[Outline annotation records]
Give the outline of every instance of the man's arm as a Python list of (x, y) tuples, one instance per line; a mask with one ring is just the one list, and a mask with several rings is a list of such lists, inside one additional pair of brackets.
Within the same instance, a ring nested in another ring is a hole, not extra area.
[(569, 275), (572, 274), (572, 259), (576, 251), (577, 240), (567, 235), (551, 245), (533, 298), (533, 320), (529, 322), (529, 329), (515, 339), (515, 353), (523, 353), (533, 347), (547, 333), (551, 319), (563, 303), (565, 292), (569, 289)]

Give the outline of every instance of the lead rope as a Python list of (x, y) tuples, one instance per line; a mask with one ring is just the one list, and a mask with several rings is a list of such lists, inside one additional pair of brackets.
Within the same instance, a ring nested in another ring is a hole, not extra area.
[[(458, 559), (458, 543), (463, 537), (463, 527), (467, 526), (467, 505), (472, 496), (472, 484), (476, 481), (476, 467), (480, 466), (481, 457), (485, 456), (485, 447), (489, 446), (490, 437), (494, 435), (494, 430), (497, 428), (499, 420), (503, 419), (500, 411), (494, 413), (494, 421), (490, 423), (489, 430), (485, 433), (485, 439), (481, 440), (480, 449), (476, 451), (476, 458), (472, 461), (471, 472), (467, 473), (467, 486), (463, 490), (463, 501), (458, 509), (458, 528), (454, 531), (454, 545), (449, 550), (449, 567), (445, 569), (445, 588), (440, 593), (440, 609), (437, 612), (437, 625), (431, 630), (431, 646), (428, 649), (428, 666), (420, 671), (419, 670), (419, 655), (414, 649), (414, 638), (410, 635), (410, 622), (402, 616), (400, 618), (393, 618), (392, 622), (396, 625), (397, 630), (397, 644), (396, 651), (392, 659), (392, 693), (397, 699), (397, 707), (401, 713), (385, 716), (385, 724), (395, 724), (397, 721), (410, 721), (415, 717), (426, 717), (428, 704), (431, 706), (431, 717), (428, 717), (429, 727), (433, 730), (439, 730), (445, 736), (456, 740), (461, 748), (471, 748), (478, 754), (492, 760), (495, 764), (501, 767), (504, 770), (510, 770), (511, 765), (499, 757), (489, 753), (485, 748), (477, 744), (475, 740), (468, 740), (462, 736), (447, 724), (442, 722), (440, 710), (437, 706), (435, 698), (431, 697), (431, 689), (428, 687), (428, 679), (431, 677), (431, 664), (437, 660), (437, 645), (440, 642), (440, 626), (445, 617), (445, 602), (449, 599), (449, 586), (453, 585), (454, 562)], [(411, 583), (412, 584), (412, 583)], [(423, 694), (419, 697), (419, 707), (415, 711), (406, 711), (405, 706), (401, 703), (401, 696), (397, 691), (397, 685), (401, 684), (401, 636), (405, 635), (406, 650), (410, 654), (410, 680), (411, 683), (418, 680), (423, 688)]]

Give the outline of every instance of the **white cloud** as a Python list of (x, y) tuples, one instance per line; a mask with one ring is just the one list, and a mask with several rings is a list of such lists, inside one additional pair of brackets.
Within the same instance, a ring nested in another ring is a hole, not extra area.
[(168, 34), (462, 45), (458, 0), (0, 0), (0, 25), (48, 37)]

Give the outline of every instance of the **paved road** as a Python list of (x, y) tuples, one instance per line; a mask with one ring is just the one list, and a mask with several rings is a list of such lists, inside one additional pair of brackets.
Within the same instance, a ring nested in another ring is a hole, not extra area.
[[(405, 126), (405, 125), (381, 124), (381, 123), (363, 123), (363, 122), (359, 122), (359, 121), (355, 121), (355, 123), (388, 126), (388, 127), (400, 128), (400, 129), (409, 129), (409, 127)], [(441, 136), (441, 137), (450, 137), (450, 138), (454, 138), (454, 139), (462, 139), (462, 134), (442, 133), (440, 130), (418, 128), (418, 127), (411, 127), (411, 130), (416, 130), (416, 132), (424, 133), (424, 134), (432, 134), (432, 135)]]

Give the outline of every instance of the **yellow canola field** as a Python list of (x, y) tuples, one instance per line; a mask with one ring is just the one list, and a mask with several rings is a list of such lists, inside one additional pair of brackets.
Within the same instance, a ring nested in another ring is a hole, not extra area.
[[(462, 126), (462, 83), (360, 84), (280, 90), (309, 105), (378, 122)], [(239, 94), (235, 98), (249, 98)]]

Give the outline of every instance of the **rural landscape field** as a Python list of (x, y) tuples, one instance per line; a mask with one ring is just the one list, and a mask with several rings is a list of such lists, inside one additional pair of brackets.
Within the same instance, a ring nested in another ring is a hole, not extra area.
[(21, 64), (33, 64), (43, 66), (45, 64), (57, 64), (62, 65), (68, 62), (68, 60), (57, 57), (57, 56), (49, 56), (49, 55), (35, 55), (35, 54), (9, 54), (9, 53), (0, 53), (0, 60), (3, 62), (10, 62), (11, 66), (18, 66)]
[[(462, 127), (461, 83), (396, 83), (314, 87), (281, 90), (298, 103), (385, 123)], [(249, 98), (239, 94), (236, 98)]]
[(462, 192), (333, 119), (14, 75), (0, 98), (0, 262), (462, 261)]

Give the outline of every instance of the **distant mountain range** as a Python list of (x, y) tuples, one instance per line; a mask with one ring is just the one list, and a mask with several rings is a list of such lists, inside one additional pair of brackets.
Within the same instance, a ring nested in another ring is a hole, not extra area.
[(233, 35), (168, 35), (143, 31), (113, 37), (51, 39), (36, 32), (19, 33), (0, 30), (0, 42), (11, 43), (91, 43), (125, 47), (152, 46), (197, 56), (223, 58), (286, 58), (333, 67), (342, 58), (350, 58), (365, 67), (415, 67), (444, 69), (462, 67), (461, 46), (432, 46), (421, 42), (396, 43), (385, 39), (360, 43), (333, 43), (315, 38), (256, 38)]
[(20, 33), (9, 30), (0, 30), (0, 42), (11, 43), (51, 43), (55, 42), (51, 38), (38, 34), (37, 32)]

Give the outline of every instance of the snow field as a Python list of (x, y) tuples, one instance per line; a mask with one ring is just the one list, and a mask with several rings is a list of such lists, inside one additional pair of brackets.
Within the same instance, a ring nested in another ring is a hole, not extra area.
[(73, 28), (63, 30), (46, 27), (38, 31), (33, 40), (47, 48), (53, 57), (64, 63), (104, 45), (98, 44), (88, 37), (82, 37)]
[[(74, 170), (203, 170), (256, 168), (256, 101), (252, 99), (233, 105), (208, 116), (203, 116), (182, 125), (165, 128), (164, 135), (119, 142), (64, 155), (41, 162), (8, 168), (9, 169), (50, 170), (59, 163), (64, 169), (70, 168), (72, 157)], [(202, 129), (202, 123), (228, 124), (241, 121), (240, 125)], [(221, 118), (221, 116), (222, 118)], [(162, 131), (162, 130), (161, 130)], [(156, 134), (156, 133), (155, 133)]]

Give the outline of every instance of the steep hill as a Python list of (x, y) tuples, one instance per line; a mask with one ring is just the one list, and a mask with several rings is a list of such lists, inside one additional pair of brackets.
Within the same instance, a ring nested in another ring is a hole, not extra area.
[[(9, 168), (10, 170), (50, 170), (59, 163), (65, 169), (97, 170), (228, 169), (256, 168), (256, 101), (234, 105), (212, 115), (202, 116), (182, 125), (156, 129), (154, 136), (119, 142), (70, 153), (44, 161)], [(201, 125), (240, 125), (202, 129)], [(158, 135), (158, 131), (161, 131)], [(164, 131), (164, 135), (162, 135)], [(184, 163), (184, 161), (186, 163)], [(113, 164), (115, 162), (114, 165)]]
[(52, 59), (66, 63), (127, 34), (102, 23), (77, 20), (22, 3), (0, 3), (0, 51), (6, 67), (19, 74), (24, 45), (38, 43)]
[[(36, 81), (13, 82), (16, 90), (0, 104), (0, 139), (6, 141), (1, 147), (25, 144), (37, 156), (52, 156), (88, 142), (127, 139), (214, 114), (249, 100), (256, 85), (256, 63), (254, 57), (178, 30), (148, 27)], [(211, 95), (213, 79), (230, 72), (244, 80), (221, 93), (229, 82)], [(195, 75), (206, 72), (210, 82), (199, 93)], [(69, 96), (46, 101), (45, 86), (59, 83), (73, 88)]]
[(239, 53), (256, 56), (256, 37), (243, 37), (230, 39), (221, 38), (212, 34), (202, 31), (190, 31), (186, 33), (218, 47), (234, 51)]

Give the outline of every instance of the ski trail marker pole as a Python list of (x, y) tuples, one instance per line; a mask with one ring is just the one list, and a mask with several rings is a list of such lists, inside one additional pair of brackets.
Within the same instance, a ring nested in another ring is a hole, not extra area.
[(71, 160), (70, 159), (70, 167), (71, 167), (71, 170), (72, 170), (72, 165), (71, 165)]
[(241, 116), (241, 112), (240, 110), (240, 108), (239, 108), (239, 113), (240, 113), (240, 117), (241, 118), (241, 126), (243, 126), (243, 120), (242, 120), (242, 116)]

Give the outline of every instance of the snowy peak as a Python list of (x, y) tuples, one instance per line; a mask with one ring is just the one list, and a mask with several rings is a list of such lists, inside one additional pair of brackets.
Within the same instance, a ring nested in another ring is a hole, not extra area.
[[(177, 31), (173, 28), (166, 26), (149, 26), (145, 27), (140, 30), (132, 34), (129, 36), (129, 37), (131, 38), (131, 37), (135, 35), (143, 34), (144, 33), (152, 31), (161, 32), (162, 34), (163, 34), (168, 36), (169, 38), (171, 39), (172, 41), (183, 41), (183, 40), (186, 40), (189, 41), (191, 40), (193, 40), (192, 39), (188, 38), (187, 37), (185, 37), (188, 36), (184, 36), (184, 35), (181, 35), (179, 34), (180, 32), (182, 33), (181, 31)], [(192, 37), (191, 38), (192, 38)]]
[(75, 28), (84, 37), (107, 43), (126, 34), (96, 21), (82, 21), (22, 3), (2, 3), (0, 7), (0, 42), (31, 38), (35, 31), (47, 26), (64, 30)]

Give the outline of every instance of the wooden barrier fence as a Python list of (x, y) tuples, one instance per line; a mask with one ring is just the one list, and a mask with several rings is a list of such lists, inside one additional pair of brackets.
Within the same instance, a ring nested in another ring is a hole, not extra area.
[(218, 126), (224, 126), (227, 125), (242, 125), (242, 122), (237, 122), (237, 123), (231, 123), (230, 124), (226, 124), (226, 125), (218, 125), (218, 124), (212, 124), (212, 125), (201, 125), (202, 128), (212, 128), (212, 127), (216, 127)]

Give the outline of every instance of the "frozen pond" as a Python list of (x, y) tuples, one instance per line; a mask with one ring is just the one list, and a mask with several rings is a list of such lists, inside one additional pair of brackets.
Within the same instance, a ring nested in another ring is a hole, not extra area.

*Stated goal*
Rewrite the listing from its first line through the line that contains "292), (569, 289)]", swapping "man's arm" for "rider's arm" and leaving everything else unchanged. Give only those lines.

*Solution to this exercise*
Give the outline of every instance of the rider's arm as a Python list of (x, y) tuples, one instance per line; a mask with one ring is just the one list, and a mask with several rings is a list of such lists, inside one additional pair of brackets.
Within the same instance, a ring nested in another ring is a hole, not extra area.
[(569, 275), (572, 274), (572, 259), (576, 251), (577, 240), (567, 235), (551, 245), (533, 298), (533, 320), (529, 322), (529, 329), (515, 339), (515, 353), (523, 353), (533, 347), (547, 333), (551, 319), (563, 303), (565, 292), (569, 289)]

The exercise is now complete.